• _Work to be completed_
Pick out each line of the items below that contains the word "bark", and copy those lines.

-------- Excerpted records

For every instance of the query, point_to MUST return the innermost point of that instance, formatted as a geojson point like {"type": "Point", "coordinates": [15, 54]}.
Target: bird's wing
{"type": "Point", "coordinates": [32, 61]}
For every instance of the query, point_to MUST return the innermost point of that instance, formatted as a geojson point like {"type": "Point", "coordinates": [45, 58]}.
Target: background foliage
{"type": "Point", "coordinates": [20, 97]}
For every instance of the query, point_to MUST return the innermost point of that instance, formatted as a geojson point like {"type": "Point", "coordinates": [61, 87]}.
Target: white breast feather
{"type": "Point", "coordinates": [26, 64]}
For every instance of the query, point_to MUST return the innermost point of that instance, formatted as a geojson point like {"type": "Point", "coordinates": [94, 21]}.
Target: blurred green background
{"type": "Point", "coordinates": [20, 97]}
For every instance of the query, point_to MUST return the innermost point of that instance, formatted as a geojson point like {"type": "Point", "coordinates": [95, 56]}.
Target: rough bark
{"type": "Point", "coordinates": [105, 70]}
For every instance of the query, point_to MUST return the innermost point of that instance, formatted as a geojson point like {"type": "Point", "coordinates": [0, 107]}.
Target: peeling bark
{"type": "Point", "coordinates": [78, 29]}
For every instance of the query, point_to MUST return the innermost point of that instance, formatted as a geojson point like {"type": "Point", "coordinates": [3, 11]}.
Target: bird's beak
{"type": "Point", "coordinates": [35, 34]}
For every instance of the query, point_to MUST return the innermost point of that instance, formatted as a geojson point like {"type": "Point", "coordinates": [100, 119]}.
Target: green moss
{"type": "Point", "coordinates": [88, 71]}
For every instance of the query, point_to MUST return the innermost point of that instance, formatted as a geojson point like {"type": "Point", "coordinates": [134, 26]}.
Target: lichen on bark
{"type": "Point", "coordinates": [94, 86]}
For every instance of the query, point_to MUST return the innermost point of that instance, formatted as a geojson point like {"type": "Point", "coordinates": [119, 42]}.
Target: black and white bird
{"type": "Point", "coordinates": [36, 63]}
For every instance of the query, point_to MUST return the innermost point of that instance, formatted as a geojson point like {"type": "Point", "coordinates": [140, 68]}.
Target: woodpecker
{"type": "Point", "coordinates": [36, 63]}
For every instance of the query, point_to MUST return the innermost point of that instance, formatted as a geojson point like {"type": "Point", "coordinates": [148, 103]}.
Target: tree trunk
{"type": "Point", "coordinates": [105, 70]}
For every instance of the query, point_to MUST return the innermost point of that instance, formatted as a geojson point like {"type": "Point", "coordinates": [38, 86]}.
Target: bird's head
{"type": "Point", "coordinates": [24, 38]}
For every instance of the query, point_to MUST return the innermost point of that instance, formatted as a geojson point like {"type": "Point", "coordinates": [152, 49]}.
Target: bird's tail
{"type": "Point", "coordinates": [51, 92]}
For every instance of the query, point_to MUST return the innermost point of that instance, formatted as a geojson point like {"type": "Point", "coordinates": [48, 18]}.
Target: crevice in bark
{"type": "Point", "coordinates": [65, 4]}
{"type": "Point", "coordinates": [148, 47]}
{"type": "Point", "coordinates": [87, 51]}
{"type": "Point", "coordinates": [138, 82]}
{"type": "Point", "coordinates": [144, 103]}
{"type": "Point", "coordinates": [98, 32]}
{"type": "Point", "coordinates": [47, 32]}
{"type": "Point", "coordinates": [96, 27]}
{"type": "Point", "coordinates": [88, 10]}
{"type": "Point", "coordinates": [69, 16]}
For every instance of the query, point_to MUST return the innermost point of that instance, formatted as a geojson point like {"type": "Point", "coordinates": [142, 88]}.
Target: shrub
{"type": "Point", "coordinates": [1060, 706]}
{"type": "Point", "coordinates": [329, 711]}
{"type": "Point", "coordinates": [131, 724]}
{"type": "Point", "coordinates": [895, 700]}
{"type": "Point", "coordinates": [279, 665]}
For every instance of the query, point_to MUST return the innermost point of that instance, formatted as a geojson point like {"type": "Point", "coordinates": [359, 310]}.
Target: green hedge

----------------

• _Task response_
Target: rough bark
Target: peeling bark
Target: lichen on bark
Target: crevice in bark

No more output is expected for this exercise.